Passage shown:

▬▬▬▬▬▬▬▬▬▬

What is it with the BBC and the far-right? The over-generous platforming of Nigel “Thirsty” Farage and his current political vehicle, awarding interviews to Stephen Yaxley Lennon, who styles himself Tommy Robinson, talking up Vox in Spain, inviting someone from neo-Nazi group Generation Identity on Newsnight in the wake of the Christchurch shooting, and now free publicity for someone from Turning Point UK.
That free publicity was a place at the top of the front page of the BBC website early this morning for a puff piece titled “Party girls can do politics”, which featured one Emily Hewertson. As the blurb told, “The young politicians of tomorrow are growing up with social media today - so should they be filtering what they post to suit their political futures?”
Is there more? Dare one look? Er, there is more. “Emily Hewertson doesn't think so. She's 19, and like many girls her age she likes clubbing and Instagram - but she's also an aspiring politician. She went viral after appearing in the audience of a BBC Question Time election special where many viewers were quick to point out that she doesn't look like your ‘typical politician’”. They missed that she was part of Turning Point UK.

▬▬▬▬▬▬▬▬▬▬

Exercise data:
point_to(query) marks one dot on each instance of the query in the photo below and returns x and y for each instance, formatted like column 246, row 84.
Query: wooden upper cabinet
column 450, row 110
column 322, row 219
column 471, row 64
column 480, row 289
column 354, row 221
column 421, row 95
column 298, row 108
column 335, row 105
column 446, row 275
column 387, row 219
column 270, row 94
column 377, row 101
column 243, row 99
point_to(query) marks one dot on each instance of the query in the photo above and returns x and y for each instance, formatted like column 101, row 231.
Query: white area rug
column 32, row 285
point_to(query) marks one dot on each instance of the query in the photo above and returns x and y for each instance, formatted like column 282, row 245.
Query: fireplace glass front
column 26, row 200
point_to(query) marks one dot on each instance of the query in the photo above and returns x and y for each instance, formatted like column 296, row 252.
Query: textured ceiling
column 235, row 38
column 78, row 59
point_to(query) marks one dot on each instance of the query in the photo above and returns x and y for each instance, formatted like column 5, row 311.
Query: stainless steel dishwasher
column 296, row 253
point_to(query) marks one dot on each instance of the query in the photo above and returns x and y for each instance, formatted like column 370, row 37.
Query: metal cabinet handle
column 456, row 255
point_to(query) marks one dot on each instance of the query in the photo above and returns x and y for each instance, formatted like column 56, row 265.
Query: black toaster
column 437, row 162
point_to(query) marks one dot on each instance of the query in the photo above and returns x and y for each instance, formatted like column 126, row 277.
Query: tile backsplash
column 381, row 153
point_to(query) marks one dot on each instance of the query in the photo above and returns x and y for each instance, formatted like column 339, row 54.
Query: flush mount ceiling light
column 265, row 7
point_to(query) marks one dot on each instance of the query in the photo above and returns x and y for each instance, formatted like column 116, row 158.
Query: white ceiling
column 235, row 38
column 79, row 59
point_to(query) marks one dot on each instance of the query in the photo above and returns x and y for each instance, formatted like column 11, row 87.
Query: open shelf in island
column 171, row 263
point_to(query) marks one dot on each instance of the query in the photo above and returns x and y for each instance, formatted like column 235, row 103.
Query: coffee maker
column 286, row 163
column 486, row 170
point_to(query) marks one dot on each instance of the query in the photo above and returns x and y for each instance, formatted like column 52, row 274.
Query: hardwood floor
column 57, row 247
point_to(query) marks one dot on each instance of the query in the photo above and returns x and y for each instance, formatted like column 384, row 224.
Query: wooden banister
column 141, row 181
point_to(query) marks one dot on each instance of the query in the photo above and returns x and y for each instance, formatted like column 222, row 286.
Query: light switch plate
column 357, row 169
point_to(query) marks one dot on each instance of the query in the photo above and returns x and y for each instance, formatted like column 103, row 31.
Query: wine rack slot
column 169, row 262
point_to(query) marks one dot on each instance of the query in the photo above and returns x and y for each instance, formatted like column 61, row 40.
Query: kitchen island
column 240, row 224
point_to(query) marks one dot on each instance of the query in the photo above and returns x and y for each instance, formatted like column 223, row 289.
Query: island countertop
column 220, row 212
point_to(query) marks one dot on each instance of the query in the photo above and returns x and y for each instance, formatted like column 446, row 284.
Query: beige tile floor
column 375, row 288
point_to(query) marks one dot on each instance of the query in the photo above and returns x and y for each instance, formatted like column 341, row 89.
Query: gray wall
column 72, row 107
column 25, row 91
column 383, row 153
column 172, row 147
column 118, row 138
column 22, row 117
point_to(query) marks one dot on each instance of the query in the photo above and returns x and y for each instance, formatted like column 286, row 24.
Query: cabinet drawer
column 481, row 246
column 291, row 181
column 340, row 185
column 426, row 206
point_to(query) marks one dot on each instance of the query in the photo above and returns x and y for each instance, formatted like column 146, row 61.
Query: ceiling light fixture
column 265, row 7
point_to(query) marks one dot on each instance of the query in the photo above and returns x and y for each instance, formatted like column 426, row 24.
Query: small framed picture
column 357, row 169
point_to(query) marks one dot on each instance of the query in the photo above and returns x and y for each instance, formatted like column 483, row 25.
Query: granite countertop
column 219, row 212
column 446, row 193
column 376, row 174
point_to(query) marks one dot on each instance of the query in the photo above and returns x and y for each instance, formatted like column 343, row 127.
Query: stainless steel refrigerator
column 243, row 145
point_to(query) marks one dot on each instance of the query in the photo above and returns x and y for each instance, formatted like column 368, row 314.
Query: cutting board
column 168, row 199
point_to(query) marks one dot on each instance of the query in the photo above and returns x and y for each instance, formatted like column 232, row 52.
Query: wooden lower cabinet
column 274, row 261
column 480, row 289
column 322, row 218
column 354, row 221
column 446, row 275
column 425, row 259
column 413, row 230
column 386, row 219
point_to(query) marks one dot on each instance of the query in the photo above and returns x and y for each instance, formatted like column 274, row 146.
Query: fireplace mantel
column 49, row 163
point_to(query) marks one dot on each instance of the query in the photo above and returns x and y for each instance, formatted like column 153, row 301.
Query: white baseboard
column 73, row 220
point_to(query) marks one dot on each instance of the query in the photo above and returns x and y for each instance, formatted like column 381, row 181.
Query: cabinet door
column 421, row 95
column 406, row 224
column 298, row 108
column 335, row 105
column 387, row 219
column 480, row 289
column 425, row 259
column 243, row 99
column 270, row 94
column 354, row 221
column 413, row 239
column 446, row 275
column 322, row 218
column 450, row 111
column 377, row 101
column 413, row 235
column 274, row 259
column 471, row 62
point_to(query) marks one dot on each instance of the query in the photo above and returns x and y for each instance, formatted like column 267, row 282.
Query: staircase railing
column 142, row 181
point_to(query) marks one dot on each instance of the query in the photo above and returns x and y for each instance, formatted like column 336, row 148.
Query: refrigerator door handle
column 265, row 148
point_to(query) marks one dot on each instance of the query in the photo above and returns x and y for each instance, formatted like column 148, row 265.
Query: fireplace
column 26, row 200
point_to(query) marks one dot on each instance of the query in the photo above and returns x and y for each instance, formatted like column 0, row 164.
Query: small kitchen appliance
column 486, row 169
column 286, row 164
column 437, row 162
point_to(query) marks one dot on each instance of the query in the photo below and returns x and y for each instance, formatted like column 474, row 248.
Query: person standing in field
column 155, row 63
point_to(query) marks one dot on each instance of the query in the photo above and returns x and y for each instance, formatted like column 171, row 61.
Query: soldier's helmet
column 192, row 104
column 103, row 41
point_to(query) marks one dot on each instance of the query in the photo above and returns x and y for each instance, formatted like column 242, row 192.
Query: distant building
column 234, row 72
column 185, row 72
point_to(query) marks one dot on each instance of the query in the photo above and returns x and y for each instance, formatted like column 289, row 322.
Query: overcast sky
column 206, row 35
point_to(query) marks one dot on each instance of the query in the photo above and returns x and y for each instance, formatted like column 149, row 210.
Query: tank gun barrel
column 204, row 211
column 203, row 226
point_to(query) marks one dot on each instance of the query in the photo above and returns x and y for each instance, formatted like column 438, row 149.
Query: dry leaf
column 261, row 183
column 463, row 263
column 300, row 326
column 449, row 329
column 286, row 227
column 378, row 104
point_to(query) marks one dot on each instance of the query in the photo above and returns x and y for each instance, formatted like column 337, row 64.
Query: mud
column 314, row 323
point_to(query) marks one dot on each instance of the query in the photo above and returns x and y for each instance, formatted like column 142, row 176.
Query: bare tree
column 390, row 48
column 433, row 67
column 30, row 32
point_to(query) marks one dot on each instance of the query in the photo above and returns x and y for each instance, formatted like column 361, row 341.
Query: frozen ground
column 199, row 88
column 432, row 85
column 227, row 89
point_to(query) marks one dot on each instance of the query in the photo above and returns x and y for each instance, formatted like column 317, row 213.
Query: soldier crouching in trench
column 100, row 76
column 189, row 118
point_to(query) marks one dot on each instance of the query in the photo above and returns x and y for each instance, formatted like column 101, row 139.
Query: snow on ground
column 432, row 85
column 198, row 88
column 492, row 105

▬▬▬▬▬▬▬▬▬▬

Exercise instructions:
**1)** Repeat the passage about the BBC word for word, starting at the words "What is it with" and stopping after "from Turning Point UK.".
**2)** Name every person the passage about the BBC mentions by name.
You won't need the material here.

Outputs by task:
**1)**
What is it with the BBC and the far-right? The over-generous platforming of Nigel “Thirsty” Farage and his current political vehicle, awarding interviews to Stephen Yaxley Lennon, who styles himself Tommy Robinson, talking up Vox in Spain, inviting someone from neo-Nazi group Generation Identity on Newsnight in the wake of the Christchurch shooting, and now free publicity for someone from Turning Point UK.

**2)**
- Nigel Farage
- Stephen Yaxley Lennon, who calls himself Tommy Robinson
- Emily Hewertson